-- start of DATASET RECORDS --

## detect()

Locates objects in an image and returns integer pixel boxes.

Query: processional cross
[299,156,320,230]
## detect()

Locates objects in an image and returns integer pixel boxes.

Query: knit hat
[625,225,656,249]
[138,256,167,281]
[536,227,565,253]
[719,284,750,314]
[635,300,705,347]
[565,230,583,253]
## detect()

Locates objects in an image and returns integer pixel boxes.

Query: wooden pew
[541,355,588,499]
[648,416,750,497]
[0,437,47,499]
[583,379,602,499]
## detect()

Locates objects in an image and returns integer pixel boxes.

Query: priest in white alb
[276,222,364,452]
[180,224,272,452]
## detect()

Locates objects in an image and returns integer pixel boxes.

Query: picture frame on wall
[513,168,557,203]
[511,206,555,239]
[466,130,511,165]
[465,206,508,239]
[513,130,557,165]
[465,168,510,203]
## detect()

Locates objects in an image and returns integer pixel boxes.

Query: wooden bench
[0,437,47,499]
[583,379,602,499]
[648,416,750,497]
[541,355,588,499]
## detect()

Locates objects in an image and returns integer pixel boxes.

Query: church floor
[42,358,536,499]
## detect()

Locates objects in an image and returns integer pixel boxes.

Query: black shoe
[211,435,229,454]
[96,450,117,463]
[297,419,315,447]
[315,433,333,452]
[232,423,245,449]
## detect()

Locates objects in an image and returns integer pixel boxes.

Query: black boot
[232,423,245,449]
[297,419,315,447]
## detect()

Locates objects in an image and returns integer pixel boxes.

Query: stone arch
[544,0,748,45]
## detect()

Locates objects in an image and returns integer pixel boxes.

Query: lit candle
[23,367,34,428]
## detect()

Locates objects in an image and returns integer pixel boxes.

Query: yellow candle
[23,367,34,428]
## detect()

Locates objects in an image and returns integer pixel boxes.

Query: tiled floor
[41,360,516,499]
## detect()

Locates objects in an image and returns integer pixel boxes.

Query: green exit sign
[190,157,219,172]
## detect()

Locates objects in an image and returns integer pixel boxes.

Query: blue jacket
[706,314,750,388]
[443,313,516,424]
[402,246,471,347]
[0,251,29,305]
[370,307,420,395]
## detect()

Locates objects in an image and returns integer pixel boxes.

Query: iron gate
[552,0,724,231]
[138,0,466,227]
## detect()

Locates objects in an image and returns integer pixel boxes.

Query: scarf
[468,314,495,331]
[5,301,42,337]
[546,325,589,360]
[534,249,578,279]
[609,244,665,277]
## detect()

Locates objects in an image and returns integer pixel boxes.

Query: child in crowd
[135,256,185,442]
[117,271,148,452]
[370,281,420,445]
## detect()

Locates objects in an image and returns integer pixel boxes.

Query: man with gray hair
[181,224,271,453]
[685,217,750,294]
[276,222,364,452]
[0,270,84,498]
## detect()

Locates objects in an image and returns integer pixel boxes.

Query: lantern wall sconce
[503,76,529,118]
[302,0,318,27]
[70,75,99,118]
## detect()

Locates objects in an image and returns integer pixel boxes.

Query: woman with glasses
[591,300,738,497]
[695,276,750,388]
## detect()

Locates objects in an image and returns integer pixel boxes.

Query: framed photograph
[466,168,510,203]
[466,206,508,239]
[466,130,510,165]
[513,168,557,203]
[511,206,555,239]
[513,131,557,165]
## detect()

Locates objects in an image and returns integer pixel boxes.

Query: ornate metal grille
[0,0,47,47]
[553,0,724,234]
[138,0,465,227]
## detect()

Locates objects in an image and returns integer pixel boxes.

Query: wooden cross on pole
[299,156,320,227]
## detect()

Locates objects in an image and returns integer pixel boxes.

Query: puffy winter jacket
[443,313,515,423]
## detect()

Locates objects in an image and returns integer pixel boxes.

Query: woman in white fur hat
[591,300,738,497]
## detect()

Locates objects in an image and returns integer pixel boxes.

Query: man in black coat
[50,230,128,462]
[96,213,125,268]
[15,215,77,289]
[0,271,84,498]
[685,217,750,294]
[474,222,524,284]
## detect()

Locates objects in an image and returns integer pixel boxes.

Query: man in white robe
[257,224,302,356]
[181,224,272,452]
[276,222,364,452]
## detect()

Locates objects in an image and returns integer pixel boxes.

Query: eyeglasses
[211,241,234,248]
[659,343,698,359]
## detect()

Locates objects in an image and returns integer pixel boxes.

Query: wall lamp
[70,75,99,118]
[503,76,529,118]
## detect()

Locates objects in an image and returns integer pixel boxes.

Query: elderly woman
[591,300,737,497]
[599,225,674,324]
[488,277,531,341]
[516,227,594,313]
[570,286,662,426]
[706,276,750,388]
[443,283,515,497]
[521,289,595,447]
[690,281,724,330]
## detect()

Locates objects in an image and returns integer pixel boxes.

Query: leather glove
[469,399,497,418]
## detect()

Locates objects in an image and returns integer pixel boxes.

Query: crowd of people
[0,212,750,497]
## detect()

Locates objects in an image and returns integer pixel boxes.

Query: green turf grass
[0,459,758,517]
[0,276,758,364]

-- end of DATASET RECORDS --

Count the lines in the data above that contain the word "green", treating uppercase and lowercase letters as different, and give only that number.

- [ANSWER FOR THIS EXERCISE]:
2